Exercise directions: Extract, from the records beneath this instruction, each line that contains the word "below".

····················

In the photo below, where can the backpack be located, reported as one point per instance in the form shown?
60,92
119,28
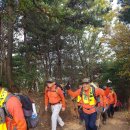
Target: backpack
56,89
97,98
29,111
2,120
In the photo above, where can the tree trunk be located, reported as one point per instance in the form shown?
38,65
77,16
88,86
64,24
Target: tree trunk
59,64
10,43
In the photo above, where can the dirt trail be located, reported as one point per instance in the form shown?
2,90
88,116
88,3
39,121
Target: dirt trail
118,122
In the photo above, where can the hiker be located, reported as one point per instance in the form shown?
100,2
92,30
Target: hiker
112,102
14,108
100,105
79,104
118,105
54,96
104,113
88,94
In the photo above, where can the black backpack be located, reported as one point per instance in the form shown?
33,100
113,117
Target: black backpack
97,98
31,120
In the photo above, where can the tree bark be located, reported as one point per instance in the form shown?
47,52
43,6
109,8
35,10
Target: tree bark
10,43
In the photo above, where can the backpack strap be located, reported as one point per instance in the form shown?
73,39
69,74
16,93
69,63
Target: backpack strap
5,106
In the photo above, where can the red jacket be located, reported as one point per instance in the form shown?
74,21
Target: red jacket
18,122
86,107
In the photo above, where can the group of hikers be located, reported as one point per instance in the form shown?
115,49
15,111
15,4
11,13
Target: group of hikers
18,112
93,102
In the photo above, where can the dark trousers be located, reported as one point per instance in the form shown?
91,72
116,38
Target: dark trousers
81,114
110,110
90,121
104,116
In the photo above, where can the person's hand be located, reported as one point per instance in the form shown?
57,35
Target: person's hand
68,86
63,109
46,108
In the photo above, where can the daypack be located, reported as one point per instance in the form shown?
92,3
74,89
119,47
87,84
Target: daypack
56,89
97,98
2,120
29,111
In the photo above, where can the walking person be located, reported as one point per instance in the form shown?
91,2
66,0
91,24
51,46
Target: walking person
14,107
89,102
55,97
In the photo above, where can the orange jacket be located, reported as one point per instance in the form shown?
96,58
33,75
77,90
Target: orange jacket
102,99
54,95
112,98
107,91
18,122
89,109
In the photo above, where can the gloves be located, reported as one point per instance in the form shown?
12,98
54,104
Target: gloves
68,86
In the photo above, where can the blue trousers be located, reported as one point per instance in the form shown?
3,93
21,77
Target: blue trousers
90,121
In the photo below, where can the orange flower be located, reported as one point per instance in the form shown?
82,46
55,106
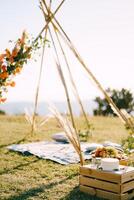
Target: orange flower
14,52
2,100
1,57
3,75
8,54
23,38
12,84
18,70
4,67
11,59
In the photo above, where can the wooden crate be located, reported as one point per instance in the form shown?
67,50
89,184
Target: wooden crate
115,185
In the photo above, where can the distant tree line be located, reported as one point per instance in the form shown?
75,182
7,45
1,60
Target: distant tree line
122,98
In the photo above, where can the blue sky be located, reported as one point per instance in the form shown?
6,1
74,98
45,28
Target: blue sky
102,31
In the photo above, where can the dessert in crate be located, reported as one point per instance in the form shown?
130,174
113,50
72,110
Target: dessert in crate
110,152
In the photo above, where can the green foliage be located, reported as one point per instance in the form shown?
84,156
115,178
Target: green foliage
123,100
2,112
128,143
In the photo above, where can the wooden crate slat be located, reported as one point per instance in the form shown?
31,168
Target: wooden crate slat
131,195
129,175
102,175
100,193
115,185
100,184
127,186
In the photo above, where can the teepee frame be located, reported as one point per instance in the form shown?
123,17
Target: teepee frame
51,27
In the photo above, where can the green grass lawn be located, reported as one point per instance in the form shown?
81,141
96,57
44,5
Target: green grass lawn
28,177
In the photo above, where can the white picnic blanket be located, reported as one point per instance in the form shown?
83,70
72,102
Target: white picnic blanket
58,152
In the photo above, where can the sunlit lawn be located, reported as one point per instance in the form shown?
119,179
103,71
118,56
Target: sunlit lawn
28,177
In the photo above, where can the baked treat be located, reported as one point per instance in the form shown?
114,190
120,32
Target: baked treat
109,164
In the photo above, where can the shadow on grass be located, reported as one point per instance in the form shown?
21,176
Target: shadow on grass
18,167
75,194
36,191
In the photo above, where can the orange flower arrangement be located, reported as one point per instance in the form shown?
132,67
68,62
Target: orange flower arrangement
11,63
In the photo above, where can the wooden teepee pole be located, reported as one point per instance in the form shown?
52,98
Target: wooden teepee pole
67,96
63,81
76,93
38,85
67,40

····················

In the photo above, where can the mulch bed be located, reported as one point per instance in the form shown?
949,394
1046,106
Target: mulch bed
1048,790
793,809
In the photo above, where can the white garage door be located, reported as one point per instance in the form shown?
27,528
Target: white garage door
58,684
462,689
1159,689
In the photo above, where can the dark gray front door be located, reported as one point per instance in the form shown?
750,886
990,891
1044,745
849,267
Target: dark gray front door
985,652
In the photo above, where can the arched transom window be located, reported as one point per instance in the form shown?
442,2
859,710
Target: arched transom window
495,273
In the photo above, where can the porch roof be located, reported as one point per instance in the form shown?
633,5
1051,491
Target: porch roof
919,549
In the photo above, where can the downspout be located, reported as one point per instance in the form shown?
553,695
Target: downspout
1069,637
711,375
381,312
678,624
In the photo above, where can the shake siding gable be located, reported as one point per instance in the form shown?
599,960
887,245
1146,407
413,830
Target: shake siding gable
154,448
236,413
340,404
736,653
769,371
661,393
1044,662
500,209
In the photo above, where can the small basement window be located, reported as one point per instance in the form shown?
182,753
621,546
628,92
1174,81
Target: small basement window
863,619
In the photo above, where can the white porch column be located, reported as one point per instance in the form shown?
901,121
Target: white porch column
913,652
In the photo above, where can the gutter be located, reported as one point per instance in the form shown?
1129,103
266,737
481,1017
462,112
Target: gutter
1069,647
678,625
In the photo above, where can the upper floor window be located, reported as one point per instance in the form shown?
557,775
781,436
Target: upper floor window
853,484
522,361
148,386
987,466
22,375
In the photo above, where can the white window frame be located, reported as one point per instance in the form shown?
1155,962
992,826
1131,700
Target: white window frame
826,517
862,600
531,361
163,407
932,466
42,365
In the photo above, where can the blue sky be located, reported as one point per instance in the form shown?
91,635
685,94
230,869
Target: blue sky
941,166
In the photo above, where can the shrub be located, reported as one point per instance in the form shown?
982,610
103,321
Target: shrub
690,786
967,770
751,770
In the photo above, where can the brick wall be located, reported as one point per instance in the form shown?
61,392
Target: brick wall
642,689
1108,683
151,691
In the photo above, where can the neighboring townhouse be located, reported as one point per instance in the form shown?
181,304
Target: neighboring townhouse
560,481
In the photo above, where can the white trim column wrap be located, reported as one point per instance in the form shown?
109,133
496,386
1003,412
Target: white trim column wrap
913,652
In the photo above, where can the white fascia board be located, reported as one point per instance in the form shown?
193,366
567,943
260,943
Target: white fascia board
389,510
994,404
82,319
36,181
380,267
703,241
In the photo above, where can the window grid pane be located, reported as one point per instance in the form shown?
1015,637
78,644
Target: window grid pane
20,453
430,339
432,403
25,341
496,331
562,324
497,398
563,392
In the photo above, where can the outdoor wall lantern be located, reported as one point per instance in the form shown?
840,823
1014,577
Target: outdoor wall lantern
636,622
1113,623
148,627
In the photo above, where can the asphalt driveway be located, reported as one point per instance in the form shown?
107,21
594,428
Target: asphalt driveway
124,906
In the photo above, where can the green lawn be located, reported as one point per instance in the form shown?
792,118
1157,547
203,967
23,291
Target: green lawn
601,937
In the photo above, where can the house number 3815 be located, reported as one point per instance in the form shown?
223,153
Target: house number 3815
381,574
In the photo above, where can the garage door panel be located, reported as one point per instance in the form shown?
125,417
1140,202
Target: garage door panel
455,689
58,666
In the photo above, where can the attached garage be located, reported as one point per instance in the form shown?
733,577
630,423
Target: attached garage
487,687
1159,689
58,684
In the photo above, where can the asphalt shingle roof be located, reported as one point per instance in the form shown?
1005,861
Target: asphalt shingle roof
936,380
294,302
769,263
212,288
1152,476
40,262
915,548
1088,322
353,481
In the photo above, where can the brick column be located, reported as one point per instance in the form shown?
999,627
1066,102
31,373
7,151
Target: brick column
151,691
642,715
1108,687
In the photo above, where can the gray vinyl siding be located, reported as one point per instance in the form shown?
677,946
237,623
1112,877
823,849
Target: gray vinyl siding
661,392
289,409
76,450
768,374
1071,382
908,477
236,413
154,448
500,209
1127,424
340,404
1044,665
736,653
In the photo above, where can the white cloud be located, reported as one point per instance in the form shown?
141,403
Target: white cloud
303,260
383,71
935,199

····················

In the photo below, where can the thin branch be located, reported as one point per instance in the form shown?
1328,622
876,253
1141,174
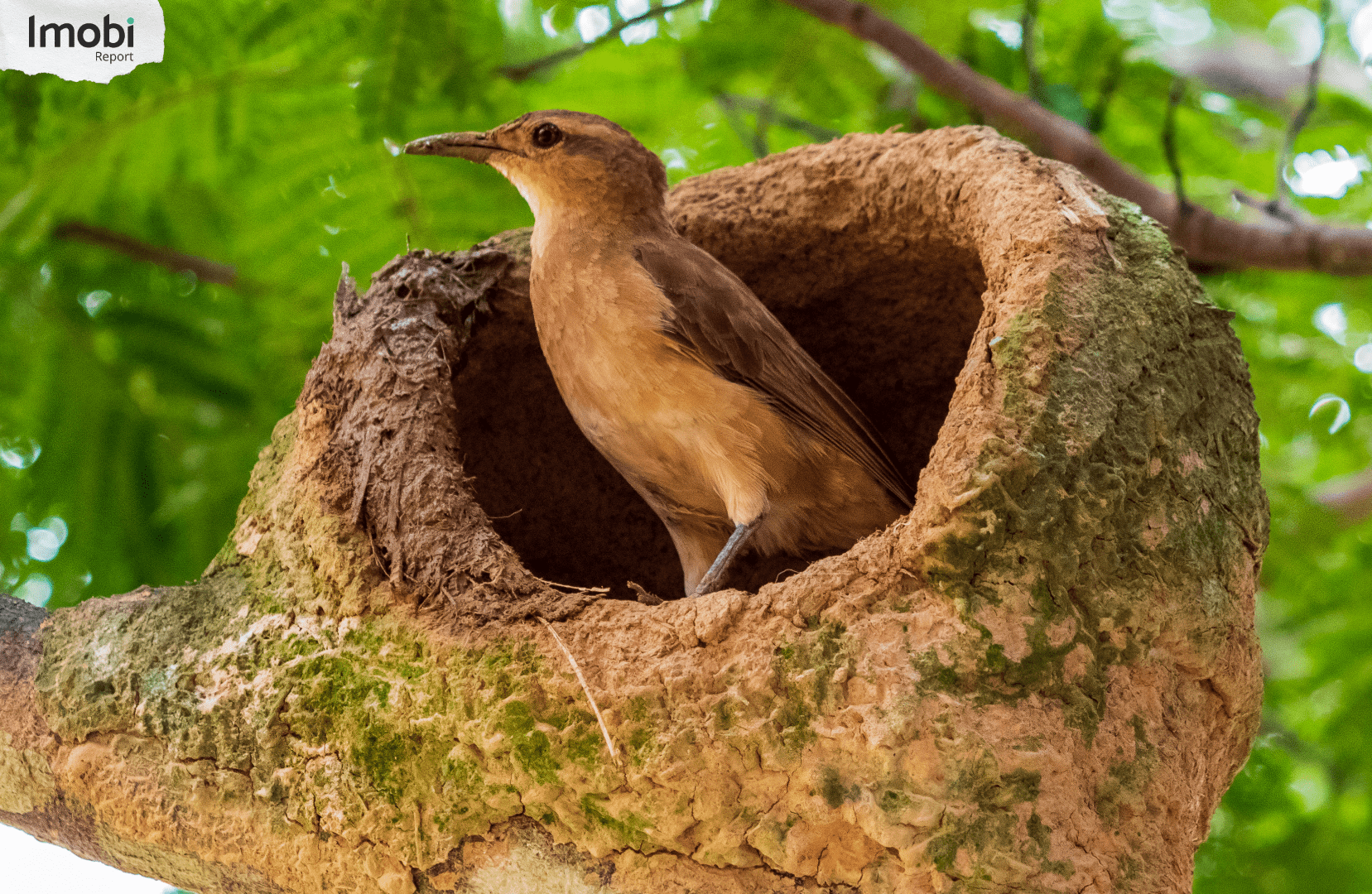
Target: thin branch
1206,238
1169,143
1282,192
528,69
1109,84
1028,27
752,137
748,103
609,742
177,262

····················

Answer box:
In the photo below, where can the backpack be located, reported as one point per instance in the form shown?
In the photo below, where can the orange flower be located, reported as one point per instance in the form shown?
In the photo below, where can the thin branch be located, reported as one point per instance in the form shown?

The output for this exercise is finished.